══ Data lines ══

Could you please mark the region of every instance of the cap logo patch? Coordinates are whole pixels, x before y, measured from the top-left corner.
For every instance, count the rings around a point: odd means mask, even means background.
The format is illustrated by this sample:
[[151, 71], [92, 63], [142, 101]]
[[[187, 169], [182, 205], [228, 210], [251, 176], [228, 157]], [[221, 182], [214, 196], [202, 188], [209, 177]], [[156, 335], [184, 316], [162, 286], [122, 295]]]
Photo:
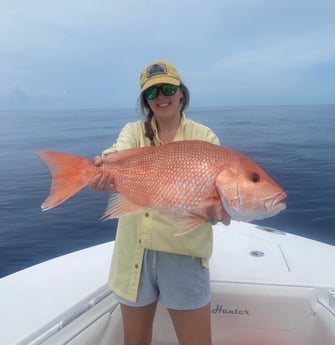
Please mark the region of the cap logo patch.
[[166, 65], [163, 63], [157, 63], [155, 65], [151, 65], [147, 68], [147, 78], [151, 78], [156, 74], [167, 74]]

═══

### [Given exercise]
Rewrite every line of the material above as a numbered list, leaving out blank lines and the pictures.

### [Result below]
1. Could you please mark the region of every instance of the cap logo patch? Coordinates are whole pixels, x before y, measured from the top-left corner.
2. For every instance, count the rings around a point: odd means mask, even means background.
3. The format is illustrated by this sample:
4. [[151, 71], [92, 63], [142, 101]]
5. [[[187, 169], [182, 205], [228, 210], [251, 176], [228, 157]], [[221, 182], [214, 196], [202, 188], [209, 177]], [[156, 335], [184, 316], [162, 286], [122, 295]]]
6. Photo:
7. Please mark the region of the cap logo patch.
8. [[166, 65], [163, 63], [157, 63], [155, 65], [151, 65], [147, 68], [147, 78], [151, 78], [156, 74], [167, 74]]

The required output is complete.